R/castaway_convert.R

Defines functions castaway_convert

Documented in castaway_convert

#' Castaway CTD to netCDF conversion
#'
#' @param files A character vector of castaway CTD files in CSV format to
#'   process
#' @param destination an existing folder to save netCDF files to
#' @param project_lead  an optional field to add the project lead's name to the
#'   file global attributes
#' @param cf_title  an optional field to add to the generated NetCDF file's
#'   global attributes (required for CF compliant NetCDF file creation). A
#'   succinct description of what is in the dataset.
#' @param cf_institute  an optional field to add to the generated NetCDF file's
#'   global attributes (required for CF compliant NetCDF file creation).
#'   Specifies where the original data was produced.
#' @param cf_source  an optional field to add to the generated NetCDF file's
#'   global attributes (required for CF compliant NetCDF file creation). The
#'   method of production of the original data. If it was model-generated,
#'   source should name the model and its version, as specifically as could be
#'   useful. If it is observational, source should characterize it (e.g.,
#'   "surface observation" or "radiosonde").
#' @param cf_history  an optional field to add to the generated NetCDF file's
#'   global attributes (required for CF compliant NetCDF file creation).
#'   Provides an audit trail for modifications to the original data.
#'   Well-behaved generic netCDF filters will automatically append their name
#'   and the parameters with which they were invoked to the global history
#'   attribute of an input netCDF file. We recommend that each line begin with a
#'   timestamp indicating the date and time of day that the program was
#'   executed.
#' @param cf_references  an optional field to add to the generated NetCDF file's
#'   global attributes (required for CF compliant NetCDF file creation).
#'   Published or web-based references that describe the data or methods used to
#'   produce it.
#' @param cf_comment  an optional field to add to the generated NetCDF file's
#'   global attributes (required for CF compliant NetCDF file creation).
#'   Miscellaneous information about the data or methods used to produce it.
#' @param cf_author  an optional field to add to the generated NetCDF file's
#'   global attributes (required for CF compliant NetCDF file creation)
#' @param creation_date creation date to append to the global attributes of the
#'   NetCDF file
#' @param project Character string indicating the funding source and or
#'   overarching project this data was collected as part of
#' @param cf_conventions an optional field to add to the generated NetCDF file's
#'   global attributes (required for CF compliant NetCDF file creation)

------------------------------------------------------------------------

→ **PROBLEM REQUIREMENTS**
Write out the Castaway conversion docs again, everything from "#' Castaway CTD" down to "in the dataset.", updating each "optional field" to "optional setting".

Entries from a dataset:

------------------------------------------------------------------------

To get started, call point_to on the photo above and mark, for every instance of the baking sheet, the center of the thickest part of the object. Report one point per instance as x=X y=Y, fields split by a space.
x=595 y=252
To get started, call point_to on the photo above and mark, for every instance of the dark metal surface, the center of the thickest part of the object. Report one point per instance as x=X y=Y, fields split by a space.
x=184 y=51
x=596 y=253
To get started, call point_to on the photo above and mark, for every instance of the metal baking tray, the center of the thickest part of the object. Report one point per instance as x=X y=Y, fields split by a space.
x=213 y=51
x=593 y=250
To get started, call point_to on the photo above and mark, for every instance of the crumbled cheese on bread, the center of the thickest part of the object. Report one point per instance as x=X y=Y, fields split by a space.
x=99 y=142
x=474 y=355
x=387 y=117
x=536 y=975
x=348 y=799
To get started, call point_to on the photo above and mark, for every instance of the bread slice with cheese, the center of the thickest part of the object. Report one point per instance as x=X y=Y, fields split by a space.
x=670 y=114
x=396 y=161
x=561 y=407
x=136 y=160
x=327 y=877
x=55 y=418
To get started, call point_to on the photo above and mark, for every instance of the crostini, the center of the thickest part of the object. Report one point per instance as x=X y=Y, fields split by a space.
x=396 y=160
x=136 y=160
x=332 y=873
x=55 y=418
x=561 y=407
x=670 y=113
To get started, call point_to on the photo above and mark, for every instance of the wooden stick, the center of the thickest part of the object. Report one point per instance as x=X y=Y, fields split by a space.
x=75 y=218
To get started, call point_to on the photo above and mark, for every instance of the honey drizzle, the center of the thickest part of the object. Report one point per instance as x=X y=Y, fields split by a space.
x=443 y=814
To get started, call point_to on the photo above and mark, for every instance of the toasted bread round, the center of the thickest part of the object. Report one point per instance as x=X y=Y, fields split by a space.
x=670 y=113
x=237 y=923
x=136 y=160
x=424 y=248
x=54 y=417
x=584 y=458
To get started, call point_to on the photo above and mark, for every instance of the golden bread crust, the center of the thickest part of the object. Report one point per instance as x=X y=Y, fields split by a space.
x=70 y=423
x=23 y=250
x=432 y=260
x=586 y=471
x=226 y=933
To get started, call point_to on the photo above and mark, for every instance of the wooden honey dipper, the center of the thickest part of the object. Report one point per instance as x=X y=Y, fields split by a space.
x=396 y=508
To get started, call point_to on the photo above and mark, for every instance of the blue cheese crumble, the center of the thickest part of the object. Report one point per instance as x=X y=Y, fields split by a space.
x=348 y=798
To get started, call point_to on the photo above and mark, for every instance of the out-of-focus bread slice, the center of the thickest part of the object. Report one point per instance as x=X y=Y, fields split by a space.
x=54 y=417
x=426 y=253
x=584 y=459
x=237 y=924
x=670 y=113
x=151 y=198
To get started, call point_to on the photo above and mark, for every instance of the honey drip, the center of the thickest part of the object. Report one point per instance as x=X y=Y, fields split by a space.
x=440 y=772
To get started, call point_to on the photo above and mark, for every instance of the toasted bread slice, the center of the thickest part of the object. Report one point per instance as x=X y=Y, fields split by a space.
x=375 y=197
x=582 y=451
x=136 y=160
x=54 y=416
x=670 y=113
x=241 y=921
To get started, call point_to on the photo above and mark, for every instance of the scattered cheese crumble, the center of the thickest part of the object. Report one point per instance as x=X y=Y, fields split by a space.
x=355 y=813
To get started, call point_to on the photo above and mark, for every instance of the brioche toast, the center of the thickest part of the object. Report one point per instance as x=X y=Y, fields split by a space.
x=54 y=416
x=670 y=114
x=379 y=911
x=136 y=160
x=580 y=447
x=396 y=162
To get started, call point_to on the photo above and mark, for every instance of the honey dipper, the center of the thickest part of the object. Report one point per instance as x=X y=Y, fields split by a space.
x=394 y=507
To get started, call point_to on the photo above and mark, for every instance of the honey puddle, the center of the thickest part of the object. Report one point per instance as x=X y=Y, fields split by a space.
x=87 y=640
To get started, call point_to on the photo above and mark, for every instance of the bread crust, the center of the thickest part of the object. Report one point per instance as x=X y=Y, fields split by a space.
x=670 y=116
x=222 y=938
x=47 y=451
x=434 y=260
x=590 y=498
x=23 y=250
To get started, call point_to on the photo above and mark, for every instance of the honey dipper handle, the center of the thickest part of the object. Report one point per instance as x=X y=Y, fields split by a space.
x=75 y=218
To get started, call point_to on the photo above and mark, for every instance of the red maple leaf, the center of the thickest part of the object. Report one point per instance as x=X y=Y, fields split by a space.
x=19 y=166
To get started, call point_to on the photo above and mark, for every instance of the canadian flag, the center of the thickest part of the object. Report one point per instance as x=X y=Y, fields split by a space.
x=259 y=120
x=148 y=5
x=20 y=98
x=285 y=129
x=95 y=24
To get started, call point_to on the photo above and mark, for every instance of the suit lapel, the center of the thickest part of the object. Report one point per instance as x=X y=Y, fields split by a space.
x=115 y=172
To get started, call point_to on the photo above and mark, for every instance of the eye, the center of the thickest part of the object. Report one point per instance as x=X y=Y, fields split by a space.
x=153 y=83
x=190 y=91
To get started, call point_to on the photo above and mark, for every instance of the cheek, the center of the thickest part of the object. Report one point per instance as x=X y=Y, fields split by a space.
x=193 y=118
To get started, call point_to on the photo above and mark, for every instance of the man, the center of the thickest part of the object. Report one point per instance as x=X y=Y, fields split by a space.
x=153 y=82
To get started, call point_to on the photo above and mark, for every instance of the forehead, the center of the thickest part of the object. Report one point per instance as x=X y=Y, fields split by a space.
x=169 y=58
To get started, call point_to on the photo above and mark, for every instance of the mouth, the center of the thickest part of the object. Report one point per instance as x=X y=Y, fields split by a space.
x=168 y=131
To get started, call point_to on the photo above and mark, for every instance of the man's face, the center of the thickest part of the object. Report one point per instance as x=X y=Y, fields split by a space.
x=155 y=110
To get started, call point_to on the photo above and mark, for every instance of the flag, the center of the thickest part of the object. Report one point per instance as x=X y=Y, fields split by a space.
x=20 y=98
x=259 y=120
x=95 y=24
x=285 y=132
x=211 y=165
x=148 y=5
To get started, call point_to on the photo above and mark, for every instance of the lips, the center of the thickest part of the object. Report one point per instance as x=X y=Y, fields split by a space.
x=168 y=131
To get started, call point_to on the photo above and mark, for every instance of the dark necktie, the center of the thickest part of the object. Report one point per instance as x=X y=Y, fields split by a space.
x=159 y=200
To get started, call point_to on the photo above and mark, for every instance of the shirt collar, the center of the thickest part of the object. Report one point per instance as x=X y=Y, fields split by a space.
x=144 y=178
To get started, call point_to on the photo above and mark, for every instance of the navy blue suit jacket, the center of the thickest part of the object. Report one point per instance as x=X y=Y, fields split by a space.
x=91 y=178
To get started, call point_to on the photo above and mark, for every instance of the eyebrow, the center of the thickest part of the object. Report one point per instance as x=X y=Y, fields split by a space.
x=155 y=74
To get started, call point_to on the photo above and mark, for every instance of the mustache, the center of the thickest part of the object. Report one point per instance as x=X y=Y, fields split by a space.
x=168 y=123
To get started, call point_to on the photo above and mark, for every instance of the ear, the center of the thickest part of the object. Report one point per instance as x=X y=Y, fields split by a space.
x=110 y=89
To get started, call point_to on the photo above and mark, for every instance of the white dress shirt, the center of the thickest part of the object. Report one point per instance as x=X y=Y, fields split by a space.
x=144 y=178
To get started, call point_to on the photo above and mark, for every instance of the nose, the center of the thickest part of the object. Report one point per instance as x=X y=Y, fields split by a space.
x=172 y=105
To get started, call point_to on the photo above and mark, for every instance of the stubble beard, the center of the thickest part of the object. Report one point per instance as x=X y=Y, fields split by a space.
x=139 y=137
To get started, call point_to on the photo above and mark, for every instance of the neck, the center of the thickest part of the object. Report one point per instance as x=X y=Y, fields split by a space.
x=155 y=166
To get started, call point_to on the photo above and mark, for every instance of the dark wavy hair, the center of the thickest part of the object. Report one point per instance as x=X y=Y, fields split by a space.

------------------------------------------------------------------------

→ **SOLUTION BELOW**
#' Castaway CTD to netCDF conversion
#'
#' @param files A character vector of castaway CTD files in CSV format to
#'   process
#' @param destination an existing folder to save netCDF files to
#' @param project_lead  an optional setting to add the project lead's name to the
#'   file global attributes
#' @param cf_title  an optional setting to add to the generated NetCDF file's
#'   global attributes (required for CF compliant NetCDF file creation). A
#'   succinct description of what is in the dataset.